> Exercise instructions:
Can you repeat, word for word, the part of the listing below that runs from the line containing "Expected behaviour: for every instance of the gradient" through the final line, including both?

> Data for this exercise:
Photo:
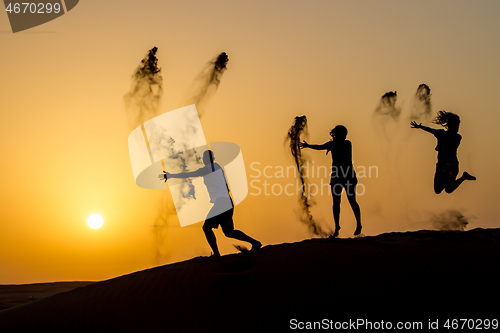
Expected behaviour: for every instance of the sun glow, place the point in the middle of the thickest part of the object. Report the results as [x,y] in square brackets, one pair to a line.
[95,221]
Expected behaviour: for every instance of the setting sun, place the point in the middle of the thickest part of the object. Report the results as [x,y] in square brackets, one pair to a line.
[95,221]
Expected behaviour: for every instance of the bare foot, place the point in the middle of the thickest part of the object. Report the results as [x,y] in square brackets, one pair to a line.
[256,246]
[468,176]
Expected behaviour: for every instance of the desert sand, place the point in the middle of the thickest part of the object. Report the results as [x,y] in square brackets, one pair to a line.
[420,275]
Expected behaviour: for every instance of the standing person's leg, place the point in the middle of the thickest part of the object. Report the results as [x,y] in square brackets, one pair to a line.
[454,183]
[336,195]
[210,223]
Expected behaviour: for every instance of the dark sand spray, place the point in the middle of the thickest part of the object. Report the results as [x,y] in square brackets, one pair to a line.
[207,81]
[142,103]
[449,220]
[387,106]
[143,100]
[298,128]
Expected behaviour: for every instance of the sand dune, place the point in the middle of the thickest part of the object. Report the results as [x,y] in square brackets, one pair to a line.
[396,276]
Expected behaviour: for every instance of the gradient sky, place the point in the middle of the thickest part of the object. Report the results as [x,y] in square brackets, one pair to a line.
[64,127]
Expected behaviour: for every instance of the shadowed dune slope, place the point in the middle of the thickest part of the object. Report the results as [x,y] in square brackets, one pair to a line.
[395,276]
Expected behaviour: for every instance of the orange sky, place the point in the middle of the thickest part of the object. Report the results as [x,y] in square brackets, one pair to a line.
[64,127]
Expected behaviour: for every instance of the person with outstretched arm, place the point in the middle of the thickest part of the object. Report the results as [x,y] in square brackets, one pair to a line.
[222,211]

> Reply:
Expected behaviour: for every instance of the gradient sky, place the point in the middle of the thickest part of the object. Report the results as [x,y] in square brackets, one pair to a line.
[64,127]
Expected behaviour: for every instance of the shadowed dune slope, place the point in the middle of the thickest part of the object. Report the results as [x,y] in square brackets, one pair to a line.
[395,276]
Expected behaviour: for every instance of the orange sky, place the point in the middle of the thickest part of the object. Report the results as [x,y] in square brackets, one pair to a line.
[64,127]
Expected behaviour: for every instance of the person with outstretched arm, place the point in the middle of the thickest part of the object. Report the results as [x,y] in square brackets, one pair to a line.
[222,211]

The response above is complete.